* [Task statement] Rewrite every record below with each "keypoint" changed to "marker" and everything else left unchanged.

-------- Extracted records --------

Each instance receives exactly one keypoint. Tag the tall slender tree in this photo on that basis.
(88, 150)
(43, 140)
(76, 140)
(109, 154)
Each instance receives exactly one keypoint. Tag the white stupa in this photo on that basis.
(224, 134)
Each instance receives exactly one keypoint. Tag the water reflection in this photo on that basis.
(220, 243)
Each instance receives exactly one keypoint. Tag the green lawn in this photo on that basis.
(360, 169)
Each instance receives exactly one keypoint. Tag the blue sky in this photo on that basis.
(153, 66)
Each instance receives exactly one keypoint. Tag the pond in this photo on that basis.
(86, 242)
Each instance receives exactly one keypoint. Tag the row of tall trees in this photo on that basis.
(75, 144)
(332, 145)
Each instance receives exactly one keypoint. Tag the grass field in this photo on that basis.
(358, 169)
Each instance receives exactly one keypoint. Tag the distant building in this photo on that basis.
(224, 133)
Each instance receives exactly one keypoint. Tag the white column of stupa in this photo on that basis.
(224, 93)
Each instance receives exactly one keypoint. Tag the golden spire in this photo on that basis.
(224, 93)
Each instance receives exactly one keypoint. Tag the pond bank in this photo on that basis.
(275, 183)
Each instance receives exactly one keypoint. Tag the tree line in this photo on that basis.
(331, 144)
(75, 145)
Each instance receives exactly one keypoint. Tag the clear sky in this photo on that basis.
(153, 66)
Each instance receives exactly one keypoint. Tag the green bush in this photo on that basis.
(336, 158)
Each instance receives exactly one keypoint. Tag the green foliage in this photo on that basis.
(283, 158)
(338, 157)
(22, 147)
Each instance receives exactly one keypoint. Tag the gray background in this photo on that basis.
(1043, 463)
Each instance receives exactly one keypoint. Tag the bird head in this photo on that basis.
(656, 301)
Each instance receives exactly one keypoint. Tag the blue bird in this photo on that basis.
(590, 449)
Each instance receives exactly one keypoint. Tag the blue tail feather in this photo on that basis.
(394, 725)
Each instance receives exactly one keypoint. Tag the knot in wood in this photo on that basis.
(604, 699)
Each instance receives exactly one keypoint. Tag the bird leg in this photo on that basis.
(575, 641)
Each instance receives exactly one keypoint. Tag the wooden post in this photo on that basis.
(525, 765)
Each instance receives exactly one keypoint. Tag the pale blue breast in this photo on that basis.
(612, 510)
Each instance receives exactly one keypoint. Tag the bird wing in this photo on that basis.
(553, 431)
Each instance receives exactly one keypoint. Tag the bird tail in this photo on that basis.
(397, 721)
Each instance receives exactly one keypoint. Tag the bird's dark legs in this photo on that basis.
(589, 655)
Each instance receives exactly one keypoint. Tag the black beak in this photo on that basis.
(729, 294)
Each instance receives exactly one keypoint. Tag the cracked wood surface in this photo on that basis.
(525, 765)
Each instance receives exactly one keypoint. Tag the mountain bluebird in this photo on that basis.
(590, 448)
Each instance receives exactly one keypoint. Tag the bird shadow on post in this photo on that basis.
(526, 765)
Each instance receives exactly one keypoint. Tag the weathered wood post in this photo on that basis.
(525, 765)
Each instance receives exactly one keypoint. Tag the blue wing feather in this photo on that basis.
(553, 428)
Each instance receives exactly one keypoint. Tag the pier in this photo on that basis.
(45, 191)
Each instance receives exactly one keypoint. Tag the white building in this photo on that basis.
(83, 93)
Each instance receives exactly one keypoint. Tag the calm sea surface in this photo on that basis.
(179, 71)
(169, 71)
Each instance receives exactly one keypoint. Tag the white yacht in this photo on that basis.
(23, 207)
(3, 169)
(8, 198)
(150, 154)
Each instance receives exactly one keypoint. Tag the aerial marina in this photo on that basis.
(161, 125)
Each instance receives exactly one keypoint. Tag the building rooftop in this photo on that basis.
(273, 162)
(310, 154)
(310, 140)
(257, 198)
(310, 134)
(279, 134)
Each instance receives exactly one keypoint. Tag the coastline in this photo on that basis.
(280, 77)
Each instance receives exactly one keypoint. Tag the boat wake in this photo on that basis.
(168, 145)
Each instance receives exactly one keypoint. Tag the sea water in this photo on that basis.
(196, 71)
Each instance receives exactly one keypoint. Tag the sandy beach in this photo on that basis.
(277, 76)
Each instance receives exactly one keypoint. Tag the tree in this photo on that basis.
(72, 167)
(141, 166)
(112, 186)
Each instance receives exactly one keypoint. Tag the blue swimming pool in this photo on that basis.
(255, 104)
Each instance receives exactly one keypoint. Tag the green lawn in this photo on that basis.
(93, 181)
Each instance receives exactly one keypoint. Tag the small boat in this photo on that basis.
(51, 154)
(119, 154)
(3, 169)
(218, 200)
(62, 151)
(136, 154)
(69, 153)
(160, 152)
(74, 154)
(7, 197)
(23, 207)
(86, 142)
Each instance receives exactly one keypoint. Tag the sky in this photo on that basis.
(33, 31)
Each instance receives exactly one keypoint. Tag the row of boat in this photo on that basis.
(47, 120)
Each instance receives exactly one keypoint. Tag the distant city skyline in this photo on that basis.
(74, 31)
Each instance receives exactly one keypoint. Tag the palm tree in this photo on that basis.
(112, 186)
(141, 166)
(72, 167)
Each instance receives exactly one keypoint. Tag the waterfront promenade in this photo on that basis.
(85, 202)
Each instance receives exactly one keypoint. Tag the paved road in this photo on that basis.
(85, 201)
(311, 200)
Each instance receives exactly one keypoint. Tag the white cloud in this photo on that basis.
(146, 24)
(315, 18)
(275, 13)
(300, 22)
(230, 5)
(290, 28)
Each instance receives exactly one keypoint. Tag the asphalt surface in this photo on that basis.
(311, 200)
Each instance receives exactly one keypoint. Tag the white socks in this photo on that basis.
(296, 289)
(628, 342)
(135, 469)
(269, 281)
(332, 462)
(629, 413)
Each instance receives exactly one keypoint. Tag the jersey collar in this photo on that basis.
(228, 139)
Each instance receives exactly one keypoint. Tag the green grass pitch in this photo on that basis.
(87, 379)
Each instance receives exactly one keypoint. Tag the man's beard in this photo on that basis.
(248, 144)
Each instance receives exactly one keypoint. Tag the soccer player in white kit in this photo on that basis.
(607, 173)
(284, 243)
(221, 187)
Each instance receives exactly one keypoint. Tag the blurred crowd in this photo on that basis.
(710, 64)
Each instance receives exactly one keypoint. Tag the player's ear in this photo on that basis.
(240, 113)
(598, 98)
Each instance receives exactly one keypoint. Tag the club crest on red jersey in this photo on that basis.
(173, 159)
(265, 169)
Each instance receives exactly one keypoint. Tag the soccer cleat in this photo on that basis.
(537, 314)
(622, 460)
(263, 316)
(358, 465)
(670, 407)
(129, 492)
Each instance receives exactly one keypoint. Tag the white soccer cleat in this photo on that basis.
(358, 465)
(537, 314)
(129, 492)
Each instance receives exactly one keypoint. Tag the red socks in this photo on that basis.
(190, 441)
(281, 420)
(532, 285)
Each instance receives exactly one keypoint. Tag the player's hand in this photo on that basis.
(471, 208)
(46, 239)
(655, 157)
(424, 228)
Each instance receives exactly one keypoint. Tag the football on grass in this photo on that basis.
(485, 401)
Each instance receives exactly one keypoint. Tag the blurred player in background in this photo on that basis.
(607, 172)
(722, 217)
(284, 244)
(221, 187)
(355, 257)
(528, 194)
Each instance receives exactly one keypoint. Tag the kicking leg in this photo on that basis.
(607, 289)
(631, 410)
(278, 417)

--------

* [Result of this task]
Each instance receives exactly one marker. Tag the tall slender tree in this photo on that basis.
(88, 150)
(43, 140)
(76, 140)
(109, 154)
Each instance receives exactly one marker. Tag the white stupa in this photo on that basis.
(224, 134)
Each instance receives exactly one marker. Tag the water reflection in this photo on that basis.
(220, 243)
Each instance receives exactly one marker. Tag the green lawn in this photo on that basis.
(360, 169)
Each instance receives exactly one marker. Tag the blue sky in this photo on that basis.
(153, 66)
Each instance receives exactly one marker. Tag the pond in this photo on that basis.
(86, 242)
Each instance receives exactly one marker. Tag the row of tall trees in this photo on that basis.
(75, 144)
(332, 145)
Each instance receives exactly one marker. Tag the grass field in this photo on that basis.
(358, 169)
Each instance receives exactly one marker. Tag the distant building in this photo on that basis.
(224, 133)
Each instance receives exactly one marker. Tag the white column of stupa in this photo on that basis.
(224, 93)
Each instance receives exactly one marker. Tag the golden spire in this photo on that basis.
(224, 93)
Each instance receives exactly one marker. Tag the pond bank in this photo on that basis.
(275, 183)
Each instance receives exactly one marker. Tag the tree line in this photo on that basis.
(331, 144)
(75, 145)
Each instance receives exactly one marker. Tag the clear sky in this photo on that basis.
(153, 66)
Each instance receives exactly one marker. Tag the green bush in this photo on that basis.
(336, 158)
Each instance receives exactly one marker. Tag the green foliage in this photo on that basis.
(283, 158)
(338, 157)
(22, 147)
Each instance receives exactly one marker. Tag the gray background in this photo on that basis.
(1043, 463)
Each instance receives exactly one marker. Tag the bird head in this photo on that basis.
(656, 301)
Each instance receives exactly one marker. Tag the blue bird in this photo on that basis.
(590, 449)
Each instance receives exactly one marker. Tag the blue tail feather in this photo on that basis.
(394, 725)
Each instance receives exactly one marker. Tag the knot in wood in this photo on that basis.
(604, 699)
Each instance receives exactly one marker. Tag the bird leg in this photo on that basis.
(575, 641)
Each instance receives exactly one marker. Tag the wooden post in this photo on that basis.
(525, 765)
Each instance receives exactly one marker. Tag the pale blue breast in this photo on that basis.
(612, 510)
Each instance receives exactly one marker. Tag the bird wing in this photo on that basis.
(553, 431)
Each instance receives exactly one marker. Tag the bird tail in this photo on that basis.
(397, 721)
Each instance receives exactly one marker. Tag the bird's dark legs in this photo on that basis.
(589, 655)
Each instance receives exactly one marker. Tag the black beak in this photo on that basis.
(729, 294)
Each instance receives exactly one marker. Tag the cracked wood surface in this photo on that basis.
(525, 765)
Each instance receives exactly one marker. Tag the mountain bluebird in this photo on that basis.
(590, 448)
Each instance receives exactly one marker. Tag the bird shadow on post in this photo on that basis.
(526, 765)
Each instance receives exactly one marker. Tag the weathered wood post in this photo on that basis.
(525, 765)
Each instance receives exactly one marker. Tag the blue wing feather in this photo on that basis.
(553, 428)
Each instance receives exactly one marker. Tag the pier in this photo on that basis.
(45, 191)
Each instance receives exactly one marker. Tag the white building in this photo on that basis.
(83, 93)
Each instance receives exactly one marker. Tag the calm sea surface in this photo on that basis.
(179, 71)
(169, 71)
Each instance receives exactly one marker. Tag the white yacht in this photo on that basis.
(23, 207)
(3, 169)
(8, 198)
(150, 154)
Each instance receives exactly one marker. Tag the aerial marina in this photo on that basis.
(161, 125)
Each instance receives exactly one marker. Tag the building rooftop in this photo on that basis.
(273, 162)
(310, 154)
(310, 140)
(257, 198)
(310, 134)
(279, 134)
Each instance receives exactly one marker. Tag the coastline in this photo on that basis.
(280, 77)
Each instance receives exactly one marker. Tag the boat wake in this photo on that basis.
(168, 145)
Each instance receives exactly one marker. Tag the sea water in this photo on that basis.
(196, 71)
Each instance receives exactly one marker. Tag the sandy beach in this photo on that basis.
(277, 76)
Each instance receives exactly one marker. Tag the tree in this photo on that basis.
(72, 167)
(141, 166)
(112, 186)
Each instance receives exactly one marker. Tag the blue swimming pool in this photo on that basis.
(255, 104)
Each instance receives exactly one marker. Tag the green lawn in this photo on that basis.
(93, 181)
Each instance receives exactly one marker. Tag the small boat in this photo on that basis.
(51, 154)
(119, 154)
(3, 169)
(218, 200)
(62, 151)
(136, 154)
(69, 153)
(160, 152)
(74, 154)
(7, 197)
(23, 207)
(86, 142)
Each instance receives exactly one marker. Tag the sky in this photo on that basis.
(33, 31)
Each instance receives exactly one marker. Tag the row of boat in this photo on that basis.
(47, 120)
Each instance receives exactly one marker. Tag the distant city skyline in this photo on that basis.
(74, 31)
Each instance receives exactly one marker. Tag the palm tree in this photo on that basis.
(112, 186)
(141, 166)
(72, 167)
Each instance receives exactly one marker. Tag the waterfront promenade in this photo on that basis.
(85, 202)
Each instance receives exactly one marker. Tag the paved road in this photo on that basis.
(85, 201)
(311, 200)
Each instance receives exactly one marker. Tag the white cloud in this photo on that basis.
(146, 24)
(315, 18)
(275, 13)
(300, 22)
(230, 5)
(290, 28)
Each instance receives exactly one marker. Tag the asphalt surface in this photo on that basis.
(311, 200)
Each instance receives exactly one marker. Tag the white socks in this photo on that basis.
(296, 289)
(628, 342)
(135, 469)
(269, 281)
(332, 462)
(629, 413)
Each instance receives exactly one marker. Tag the jersey collar in this photo on that basis.
(228, 139)
Each instance receives exactly one marker. Tag the green grass pitch in this photo on that basis.
(87, 379)
Each instance receives exactly one marker. Tag the man's beard in this photo on that basis.
(248, 144)
Each instance receives exactly one marker. Tag the soccer player in white kit in this photo on that basis.
(607, 173)
(284, 243)
(221, 187)
Each instance receives exactly one marker. Tag the blurred crowd in this photo on that basis.
(710, 64)
Each instance receives exactly one marker. Tag the player's ear in this photo on that basis.
(240, 113)
(598, 98)
Each instance receives exactly one marker. Tag the club crest on red jersey in this photo on that basis.
(173, 159)
(265, 169)
Each instance receives exactly one marker. Tag the soccer cleat in this photo on that basis.
(537, 314)
(622, 460)
(263, 316)
(358, 465)
(670, 407)
(129, 492)
Each instance receives exactly one marker. Tag the white soccer cleat in this photo on that basis.
(358, 465)
(537, 314)
(129, 492)
Each instance receives exactly one marker. Tag the red socks in this photo on that basis.
(190, 441)
(281, 420)
(532, 285)
Each instance receives exactly one marker. Tag the player's hand in this photo on that basis.
(471, 208)
(46, 239)
(655, 157)
(424, 228)
Each instance receives exactly one marker. Tag the football on grass in this photo on that basis.
(485, 401)
Each instance receives exactly one marker. Tag the blurred player in background in this photo on that basis.
(607, 172)
(722, 217)
(284, 244)
(221, 187)
(355, 257)
(528, 194)
Each instance receives exactly one marker. Tag the kicking leg in this photo on that basis.
(607, 289)
(631, 410)
(278, 417)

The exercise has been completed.